Start GIVEN PASSAGE

Time to move on to Day 2 cloud operations

#aws #devops #cloud #softwareengineering

Anyone who has been following my past content on social media knows that I am a huge advocate for cloud adoption, and I have been focusing on various topics related to cloud in the past almost a decade.

While organizations taking their first steps using the public cloud or rushing into the public cloud, they are making a lot of mistakes, to name a few:

Failing to understand why are they using the cloud in the first place, and what value the public cloud can bring to their business
Bringing legacy data center mindset and practices and trying to implement them in the public cloud, which results in inefficiencies
Not embedding cost as part of architecture decisions, which results in high cloud usage costs

In this post, we will focus on the next steps in embracing the public cloud, or what is sometimes referred to as Day 2 cloud operations.

What do all those dates mean?

When compared to software engineering, Day 0 is known as the design phase. You collect requirements for moving an application to the cloud, or for developing a new application in the cloud.

Day 1 in cloud operations is where most organizations are stuck. They begin migrating several applications to the cloud, deploying some workloads directly into cloud environments, and perhaps even running the first production applications for several months, or even a year or two. This is the phase where development and DevOps teams are still debating about selecting the most appropriate infrastructure (VMs, containers, perhaps even Serverless, managed vs. self-managed services, etc.)

Day 2 in cloud operations is where things are getting interesting. Teams begin to realize the ongoing cost of services, the amount of effort required to deploy and maintain workloads manually, security aspects in cloud environments, and various troubleshooting and monitoring of production incidents.

What does Day 2 cloud operations mean?

When organizations reach day 2 of their cloud usage, they begin to look at previously made mistakes and begin to fine-tune their cloud operations.

End GIVEN PASSAGE

THE TASKS:
**1.** Please return the part of the cloud operations post starting with "In this post, we" and going on through "those dates mean?".
**2.** Rewrite the paragraph of the cloud operations post that begins "Day 1 in cloud operations" as a short bulleted list that keeps its main facts.
**3.** Decide whether each statement agrees with the cloud operations post, answering yes or no and quoting the words that decide it.
(a) Day 0 is described as the design phase.
(b) The author has focused on cloud topics for more than twenty years.
(c) Day 2 is the phase where most organizations are stuck.
The data that follows is not needed for any task here.

Start DATA SUPPLIED

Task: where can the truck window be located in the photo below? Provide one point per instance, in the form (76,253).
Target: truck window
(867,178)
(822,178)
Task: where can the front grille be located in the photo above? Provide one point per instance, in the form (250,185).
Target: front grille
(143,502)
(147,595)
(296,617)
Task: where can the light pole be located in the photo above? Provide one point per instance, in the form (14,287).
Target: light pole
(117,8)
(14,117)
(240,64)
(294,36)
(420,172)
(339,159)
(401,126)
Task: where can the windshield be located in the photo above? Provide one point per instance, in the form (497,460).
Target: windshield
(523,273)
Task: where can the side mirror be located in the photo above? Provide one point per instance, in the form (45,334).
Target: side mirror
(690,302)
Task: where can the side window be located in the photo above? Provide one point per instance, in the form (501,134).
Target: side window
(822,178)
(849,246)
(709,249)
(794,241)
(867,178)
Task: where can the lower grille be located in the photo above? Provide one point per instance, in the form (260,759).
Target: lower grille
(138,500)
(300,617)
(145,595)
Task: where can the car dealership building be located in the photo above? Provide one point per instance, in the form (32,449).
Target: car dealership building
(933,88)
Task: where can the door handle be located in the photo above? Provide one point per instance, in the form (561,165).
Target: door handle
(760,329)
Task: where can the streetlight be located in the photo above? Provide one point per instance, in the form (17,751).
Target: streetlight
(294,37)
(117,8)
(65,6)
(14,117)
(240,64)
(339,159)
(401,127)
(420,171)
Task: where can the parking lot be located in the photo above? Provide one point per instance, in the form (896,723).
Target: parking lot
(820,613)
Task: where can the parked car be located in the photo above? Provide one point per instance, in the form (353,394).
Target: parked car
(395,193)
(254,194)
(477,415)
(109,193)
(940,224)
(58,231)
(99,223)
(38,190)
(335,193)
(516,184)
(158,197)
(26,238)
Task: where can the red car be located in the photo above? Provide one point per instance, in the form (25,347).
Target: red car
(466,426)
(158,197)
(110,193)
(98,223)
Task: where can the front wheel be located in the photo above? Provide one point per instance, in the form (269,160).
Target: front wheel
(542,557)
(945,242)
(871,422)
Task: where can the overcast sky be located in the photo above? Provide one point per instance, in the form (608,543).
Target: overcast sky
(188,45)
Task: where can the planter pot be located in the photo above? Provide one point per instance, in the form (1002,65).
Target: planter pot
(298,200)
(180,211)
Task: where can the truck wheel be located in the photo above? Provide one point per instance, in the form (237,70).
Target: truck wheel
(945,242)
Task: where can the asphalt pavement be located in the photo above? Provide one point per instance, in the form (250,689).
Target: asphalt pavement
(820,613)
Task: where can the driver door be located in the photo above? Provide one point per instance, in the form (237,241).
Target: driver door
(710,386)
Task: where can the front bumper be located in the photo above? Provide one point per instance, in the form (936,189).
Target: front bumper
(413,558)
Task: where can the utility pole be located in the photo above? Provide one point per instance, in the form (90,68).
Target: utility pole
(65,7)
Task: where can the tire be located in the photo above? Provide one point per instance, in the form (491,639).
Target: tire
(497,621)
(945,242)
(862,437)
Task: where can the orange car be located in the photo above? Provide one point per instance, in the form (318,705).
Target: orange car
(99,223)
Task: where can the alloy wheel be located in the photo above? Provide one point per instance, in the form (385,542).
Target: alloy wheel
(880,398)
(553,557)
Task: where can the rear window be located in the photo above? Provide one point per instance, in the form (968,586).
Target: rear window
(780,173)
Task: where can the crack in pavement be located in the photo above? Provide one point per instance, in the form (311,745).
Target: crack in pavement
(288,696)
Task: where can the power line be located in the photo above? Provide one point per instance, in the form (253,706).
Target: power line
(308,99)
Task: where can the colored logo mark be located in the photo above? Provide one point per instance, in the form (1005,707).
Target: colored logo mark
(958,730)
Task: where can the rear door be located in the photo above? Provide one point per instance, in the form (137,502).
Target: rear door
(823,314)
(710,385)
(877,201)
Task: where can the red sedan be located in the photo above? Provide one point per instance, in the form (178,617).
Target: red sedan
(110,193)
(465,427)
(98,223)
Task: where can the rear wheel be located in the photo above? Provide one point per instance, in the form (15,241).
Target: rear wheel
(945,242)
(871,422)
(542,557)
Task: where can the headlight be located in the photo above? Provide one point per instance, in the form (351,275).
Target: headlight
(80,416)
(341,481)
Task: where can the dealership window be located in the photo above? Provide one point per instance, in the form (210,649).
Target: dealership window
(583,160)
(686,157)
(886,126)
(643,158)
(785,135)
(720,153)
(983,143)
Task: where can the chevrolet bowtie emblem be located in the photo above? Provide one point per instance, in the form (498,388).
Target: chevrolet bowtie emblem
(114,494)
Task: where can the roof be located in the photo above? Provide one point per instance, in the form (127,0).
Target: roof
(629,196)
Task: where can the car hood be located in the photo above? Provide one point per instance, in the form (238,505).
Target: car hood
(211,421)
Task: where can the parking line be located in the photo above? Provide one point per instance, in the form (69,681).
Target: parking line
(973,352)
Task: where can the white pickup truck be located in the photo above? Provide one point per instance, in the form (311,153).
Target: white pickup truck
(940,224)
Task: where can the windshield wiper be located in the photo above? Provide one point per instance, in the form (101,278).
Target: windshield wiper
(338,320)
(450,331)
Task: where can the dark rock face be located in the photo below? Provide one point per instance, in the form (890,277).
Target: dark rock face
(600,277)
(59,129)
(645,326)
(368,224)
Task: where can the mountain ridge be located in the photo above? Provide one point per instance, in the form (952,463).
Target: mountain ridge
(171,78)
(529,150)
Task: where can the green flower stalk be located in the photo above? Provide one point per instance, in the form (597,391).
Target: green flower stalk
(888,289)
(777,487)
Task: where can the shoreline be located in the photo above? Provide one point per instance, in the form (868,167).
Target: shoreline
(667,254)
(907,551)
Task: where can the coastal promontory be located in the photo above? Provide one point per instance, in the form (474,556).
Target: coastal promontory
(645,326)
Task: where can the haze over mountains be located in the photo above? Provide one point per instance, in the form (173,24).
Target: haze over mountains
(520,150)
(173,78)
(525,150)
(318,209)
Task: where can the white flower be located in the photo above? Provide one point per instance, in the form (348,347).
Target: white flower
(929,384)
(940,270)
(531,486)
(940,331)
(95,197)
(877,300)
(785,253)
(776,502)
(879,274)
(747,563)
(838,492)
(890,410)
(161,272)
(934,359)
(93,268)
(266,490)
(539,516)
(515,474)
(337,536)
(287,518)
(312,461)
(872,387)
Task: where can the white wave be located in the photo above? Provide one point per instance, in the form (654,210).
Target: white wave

End DATA SUPPLIED

EXERCISE SOLUTIONS:
**1.**
In this post, we will focus on the next steps in embracing the public cloud, or what is sometimes referred to as Day 2 cloud operations.

What do all those dates mean?

**2.**
- Day 1 is where most organizations are stuck.
- They migrate several applications to the cloud and deploy some workloads directly into cloud environments.
- They may run their first production applications for several months, or even a year or two.
- Development and DevOps teams are still debating which infrastructure is most appropriate: VMs, containers, Serverless, managed vs. self-managed services.

**3.**
(a) Yes: "Day 0 is known as the design phase."
(b) No: "in the past almost a decade"
(c) No: "Day 1 in cloud operations is where most organizations are stuck."